**Задание 1:**
Ответьте на вопросы по рассказу о Геннадии Гуськове:
(a) Из какого учреждения автор получил письмо с пожелтевшими фотографиями?
(b) Как, согласно списку, передвигается Иван Гончаров?
(c) Во что в будущем должны были объединиться все комплексы в стране?

**Исходный фрагмент:**
_ _ _ _ _ _ _

Геннадий Гуськов

  Продолжу и закончу рассказ о Геннадии   Гуськове.

 Из Воронежского дома-интерната автором получено письмо с пожелтевшими фотографиями от одной из работниц той, тридцатилетней давности, бригады Хельви Хяккеля. Она прислала список самых первых работников, который будет полезно привести здесь.
1. Федор Полунин, инвалид 1-й группы, потеря трех конечностей.
2. Григорий Сидоренко, инвалид 2-й группы, менингоэнцефалит.
3. Иван Гончаров, инвалид 1-й группы, ампутация бедер, передвигается на тележке.
4. Екатерина Смирнова, инвалид 1-й группы, травма позвоночника, колясочница.
5. Валерий Чудаков, инвалид 1-й группы, шейник, парализованы ноги и руки, колясочник.
6. Алексей Павельев, инвалид 1-й группы, родовая травма, колясочник;
7. Петр Хорунжий, инвалид 1-й группы, ДЦП, передвигается в тележке.
8. Валерий Тетерин, инвалид 1-й группы, тяжелая форма полиомиелита, передвигается с трудом в коляске.
9. Хельви Хяккеля, инвалид 1-й группы, деформирующий полиартрит, передвигается на костылях.

Некоторых из этих первопроходцев уже нет в живых.   В итоге дело дошло до того, что мастерская под руководством Г. Гуськова собралась отделиться от дома-интерната, перейти на хозрасчет и, мало того, самой оплачивать добросовестную работу санитарок. В идеале эта ячейка должна была перерасти в систему тех самых производственно-жилых комплексов, управляемых выборными советами, то есть самими инвалидами. В будущем все комплексы в стране должны были объединяться во Всесоюзное общество инвалидов.

_ _ _ _ _ _ _

**Задание 2:** Замените «photo» на «image» в той части записей, которая открывается строкой, содержащей «on the asphalt», и продолжается до конца записей, и приведите только эту часть; всё прочее сохраните без изменений.

_ _ _ _ _ _ _

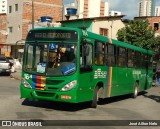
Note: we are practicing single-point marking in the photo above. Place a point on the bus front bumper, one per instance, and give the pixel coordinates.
(69, 96)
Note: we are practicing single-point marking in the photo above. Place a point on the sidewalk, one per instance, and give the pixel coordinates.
(17, 74)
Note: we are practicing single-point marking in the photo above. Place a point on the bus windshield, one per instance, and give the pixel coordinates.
(51, 59)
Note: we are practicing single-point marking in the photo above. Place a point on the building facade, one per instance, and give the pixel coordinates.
(153, 22)
(22, 15)
(89, 8)
(106, 26)
(147, 8)
(3, 6)
(157, 11)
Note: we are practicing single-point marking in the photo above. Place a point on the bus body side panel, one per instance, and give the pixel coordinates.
(51, 90)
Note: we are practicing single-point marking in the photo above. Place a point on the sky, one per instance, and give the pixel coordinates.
(127, 7)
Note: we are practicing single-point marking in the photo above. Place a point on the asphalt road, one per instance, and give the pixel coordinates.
(145, 107)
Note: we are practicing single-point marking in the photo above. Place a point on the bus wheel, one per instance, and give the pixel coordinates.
(95, 98)
(135, 93)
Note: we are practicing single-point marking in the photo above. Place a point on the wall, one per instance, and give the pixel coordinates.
(3, 28)
(79, 24)
(112, 24)
(51, 8)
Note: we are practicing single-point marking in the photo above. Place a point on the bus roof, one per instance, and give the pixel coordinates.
(100, 38)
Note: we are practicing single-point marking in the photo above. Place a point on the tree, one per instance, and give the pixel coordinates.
(138, 32)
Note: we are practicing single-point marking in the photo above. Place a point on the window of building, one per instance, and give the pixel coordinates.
(10, 30)
(156, 26)
(103, 31)
(19, 27)
(16, 7)
(10, 9)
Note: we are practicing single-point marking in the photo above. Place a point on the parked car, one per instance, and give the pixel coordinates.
(13, 63)
(5, 66)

_ _ _ _ _ _ _

**Решение 1:**
(a) Из Воронежского дома-интерната.
(b) На тележке.
(c) Во Всесоюзное общество инвалидов.

**Решение 2:**
Note: we are practicing single-point marking in the image above. Place a point on the asphalt road, one per instance, and give the pixel coordinates.
(145, 107)
Note: we are practicing single-point marking in the image above. Place a point on the bus wheel, one per instance, and give the pixel coordinates.
(95, 98)
(135, 93)
Note: we are practicing single-point marking in the image above. Place a point on the wall, one per instance, and give the pixel coordinates.
(3, 28)
(79, 24)
(112, 24)
(51, 8)
Note: we are practicing single-point marking in the image above. Place a point on the bus roof, one per instance, and give the pixel coordinates.
(100, 38)
Note: we are practicing single-point marking in the image above. Place a point on the tree, one per instance, and give the pixel coordinates.
(138, 32)
Note: we are practicing single-point marking in the image above. Place a point on the window of building, one per instance, and give the pixel coordinates.
(10, 30)
(156, 26)
(103, 31)
(19, 27)
(16, 7)
(10, 9)
Note: we are practicing single-point marking in the image above. Place a point on the parked car, one per instance, and give the pixel coordinates.
(13, 63)
(5, 66)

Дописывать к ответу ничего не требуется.